El 30 de abril hablo con mi padre por teléfono por insistencia de su nieto. Siempre pensaré que fue mi padre quién hizo que lo llamara, fue su llamada de auxilio, quizás había una esperanza. Siento su lengua adormecida. La encargada me dice que tiene mal la garganta, pero que hoy está mejor que ayer. Escribo a la familia, mi padre está enfermo + pandemia + residencia. ¡Auxilio! Contestan que no lo sabían, no les habían informado. Esa llamada fue el desencadenante de la traca de todas las estaciones de sufrimiento que conocía por las noticias: fiebres altas, alucinaciones, falta de oxígeno, dos tests rápidos negativos, falta de atención médica apropiada, sistema público colapsado, llegar a una clínica privada demasiado tarde, no hay cama en UCI. Papi, luchaste horas como buen ayacuchano aferrado a la vida como pocos, pero era demasiado para ti solo, esta batalla sin ayuda no se gana.

Perdón por dejarte en la residencia, por no haber sabido transmitir tu llamada de auxilio, por no coger un avión y sacarte de allí yo misma. Ahora sé qué es estar en un estado de impotencia sostenido, saber qué va a pasar (además paso a paso) y no poder evitarlo; quizás por eso es más cómodo no saber.

|---|

Qué hacer:
¿En qué fecha es la llamada telefónica con el padre, según el relato? El material es independiente del relato.

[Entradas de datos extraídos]

|---|

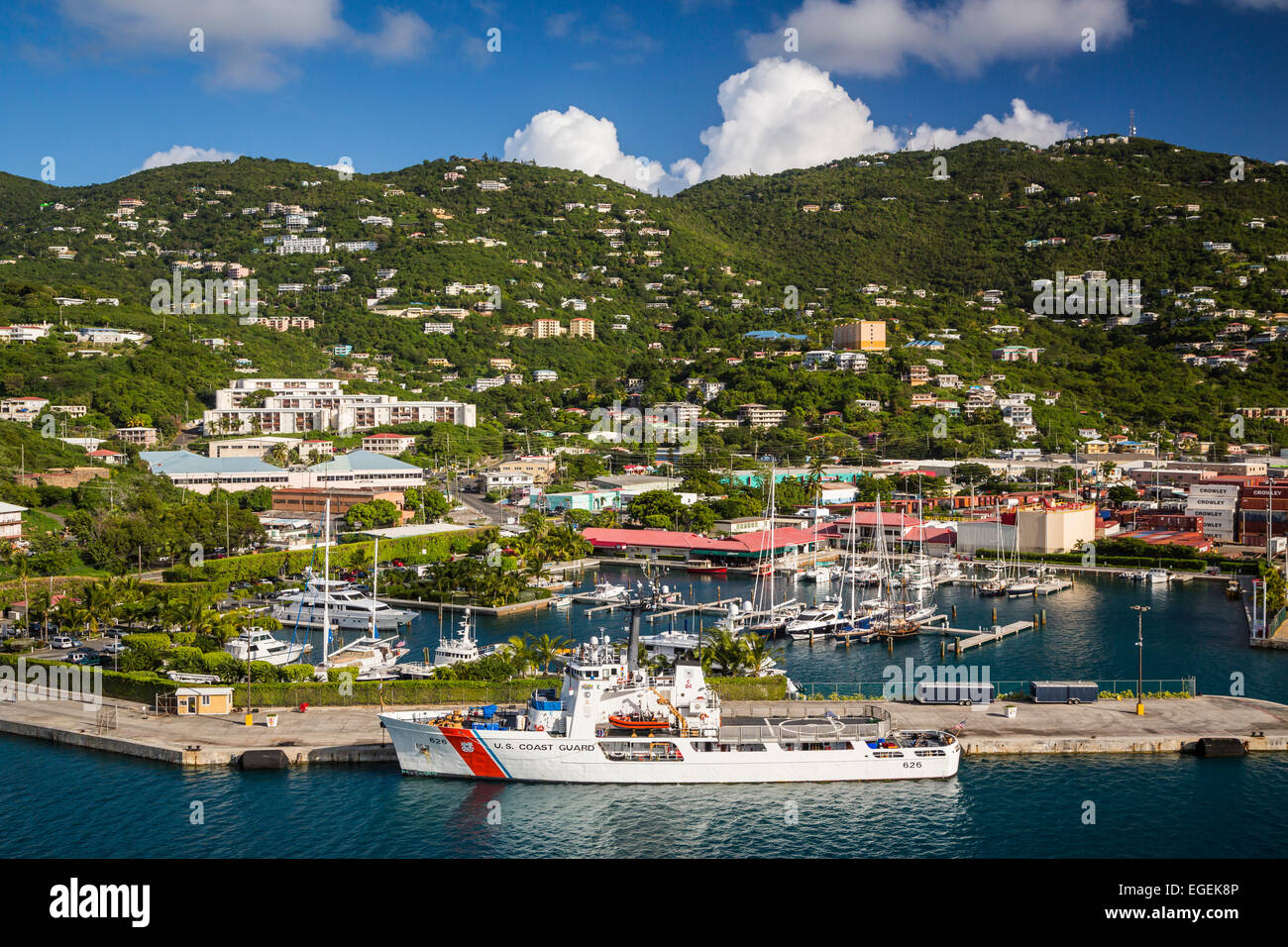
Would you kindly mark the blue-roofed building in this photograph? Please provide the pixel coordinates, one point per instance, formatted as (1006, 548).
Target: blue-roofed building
(362, 470)
(202, 474)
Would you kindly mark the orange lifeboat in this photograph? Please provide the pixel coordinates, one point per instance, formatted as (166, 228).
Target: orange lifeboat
(639, 723)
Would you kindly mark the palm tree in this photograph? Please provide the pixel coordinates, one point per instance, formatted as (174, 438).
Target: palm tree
(520, 654)
(98, 603)
(758, 652)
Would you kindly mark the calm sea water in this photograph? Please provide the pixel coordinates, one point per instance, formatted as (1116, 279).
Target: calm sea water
(1005, 806)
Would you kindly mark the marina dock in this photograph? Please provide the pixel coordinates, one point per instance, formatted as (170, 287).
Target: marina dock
(969, 638)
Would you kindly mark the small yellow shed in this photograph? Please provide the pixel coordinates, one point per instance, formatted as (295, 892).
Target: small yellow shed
(204, 699)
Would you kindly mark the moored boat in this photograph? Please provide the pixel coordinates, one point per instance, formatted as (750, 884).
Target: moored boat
(678, 735)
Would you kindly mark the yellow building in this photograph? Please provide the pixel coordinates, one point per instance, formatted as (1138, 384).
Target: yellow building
(204, 699)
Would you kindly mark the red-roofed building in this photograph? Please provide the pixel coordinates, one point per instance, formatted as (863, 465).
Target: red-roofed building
(107, 457)
(390, 445)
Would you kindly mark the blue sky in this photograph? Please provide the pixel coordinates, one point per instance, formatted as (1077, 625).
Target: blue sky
(629, 90)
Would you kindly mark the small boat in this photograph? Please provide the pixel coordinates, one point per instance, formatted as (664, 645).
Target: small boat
(704, 567)
(639, 723)
(259, 644)
(608, 591)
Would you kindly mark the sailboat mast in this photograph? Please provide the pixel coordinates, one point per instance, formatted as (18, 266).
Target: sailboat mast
(773, 514)
(375, 586)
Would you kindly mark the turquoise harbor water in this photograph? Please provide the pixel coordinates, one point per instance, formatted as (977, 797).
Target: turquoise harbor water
(1004, 806)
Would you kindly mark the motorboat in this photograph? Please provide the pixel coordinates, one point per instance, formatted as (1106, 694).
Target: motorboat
(815, 621)
(349, 608)
(259, 644)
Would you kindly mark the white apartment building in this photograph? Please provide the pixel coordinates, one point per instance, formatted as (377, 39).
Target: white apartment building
(301, 245)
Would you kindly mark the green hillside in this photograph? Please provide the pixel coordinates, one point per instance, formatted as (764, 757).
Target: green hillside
(721, 257)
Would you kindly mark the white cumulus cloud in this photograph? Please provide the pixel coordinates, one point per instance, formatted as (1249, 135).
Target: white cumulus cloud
(579, 141)
(1021, 125)
(879, 38)
(787, 114)
(183, 154)
(780, 114)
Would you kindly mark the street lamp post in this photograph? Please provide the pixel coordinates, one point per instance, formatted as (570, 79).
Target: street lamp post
(1140, 657)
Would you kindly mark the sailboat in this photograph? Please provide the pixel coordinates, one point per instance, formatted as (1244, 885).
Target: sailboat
(1000, 579)
(370, 657)
(898, 620)
(774, 624)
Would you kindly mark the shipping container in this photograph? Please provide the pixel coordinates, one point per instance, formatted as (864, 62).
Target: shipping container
(954, 692)
(1064, 690)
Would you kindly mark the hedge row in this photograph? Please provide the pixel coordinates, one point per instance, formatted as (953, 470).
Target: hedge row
(393, 692)
(437, 547)
(141, 686)
(751, 688)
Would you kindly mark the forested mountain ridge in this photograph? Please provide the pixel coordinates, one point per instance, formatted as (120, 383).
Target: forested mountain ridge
(695, 273)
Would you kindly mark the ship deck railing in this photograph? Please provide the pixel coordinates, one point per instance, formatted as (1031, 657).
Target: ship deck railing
(803, 732)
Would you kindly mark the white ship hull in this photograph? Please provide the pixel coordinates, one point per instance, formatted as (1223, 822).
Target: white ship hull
(309, 615)
(536, 757)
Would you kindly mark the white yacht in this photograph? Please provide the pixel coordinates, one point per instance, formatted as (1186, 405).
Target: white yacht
(349, 608)
(259, 644)
(370, 659)
(670, 644)
(815, 621)
(608, 591)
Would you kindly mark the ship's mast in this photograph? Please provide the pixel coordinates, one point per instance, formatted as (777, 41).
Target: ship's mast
(375, 587)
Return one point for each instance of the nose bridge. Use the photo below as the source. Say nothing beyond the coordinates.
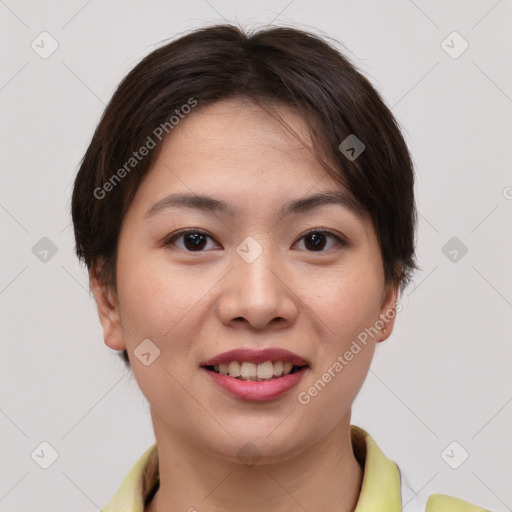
(253, 263)
(256, 292)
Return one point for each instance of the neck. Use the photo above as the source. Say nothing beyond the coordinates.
(324, 477)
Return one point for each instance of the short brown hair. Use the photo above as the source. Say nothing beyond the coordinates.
(271, 66)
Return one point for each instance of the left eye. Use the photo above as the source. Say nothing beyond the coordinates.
(196, 240)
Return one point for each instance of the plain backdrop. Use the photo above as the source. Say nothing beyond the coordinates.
(444, 375)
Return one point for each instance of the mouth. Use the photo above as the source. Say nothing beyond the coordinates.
(256, 375)
(262, 372)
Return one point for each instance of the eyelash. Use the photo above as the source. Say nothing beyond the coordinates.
(169, 241)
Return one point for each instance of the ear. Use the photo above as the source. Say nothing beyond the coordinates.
(388, 311)
(108, 312)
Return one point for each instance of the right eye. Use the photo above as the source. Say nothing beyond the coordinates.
(194, 240)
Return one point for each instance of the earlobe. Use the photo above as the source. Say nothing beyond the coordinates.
(388, 313)
(108, 312)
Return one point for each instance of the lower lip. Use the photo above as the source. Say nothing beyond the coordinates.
(257, 391)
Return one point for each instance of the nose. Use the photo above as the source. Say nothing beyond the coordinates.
(258, 293)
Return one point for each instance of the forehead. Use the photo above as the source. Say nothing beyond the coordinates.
(236, 151)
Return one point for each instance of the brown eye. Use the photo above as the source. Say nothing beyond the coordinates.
(316, 241)
(193, 240)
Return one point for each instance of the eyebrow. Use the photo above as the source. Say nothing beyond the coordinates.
(295, 206)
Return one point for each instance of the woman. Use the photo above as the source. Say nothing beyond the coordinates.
(246, 212)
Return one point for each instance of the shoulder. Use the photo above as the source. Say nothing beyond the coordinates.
(443, 503)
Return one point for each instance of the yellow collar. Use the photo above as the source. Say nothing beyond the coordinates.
(380, 489)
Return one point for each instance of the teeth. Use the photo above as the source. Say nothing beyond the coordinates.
(256, 372)
(265, 370)
(234, 369)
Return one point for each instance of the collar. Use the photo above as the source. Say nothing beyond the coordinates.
(380, 489)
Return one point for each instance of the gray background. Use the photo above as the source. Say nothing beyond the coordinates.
(443, 376)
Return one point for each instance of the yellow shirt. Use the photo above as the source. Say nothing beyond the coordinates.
(382, 489)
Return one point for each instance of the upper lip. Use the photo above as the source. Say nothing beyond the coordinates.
(256, 356)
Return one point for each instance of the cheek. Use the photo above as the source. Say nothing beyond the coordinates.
(155, 299)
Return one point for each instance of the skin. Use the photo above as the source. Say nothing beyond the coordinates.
(195, 305)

|---|

Respuesta escrita:
El 30 de abril.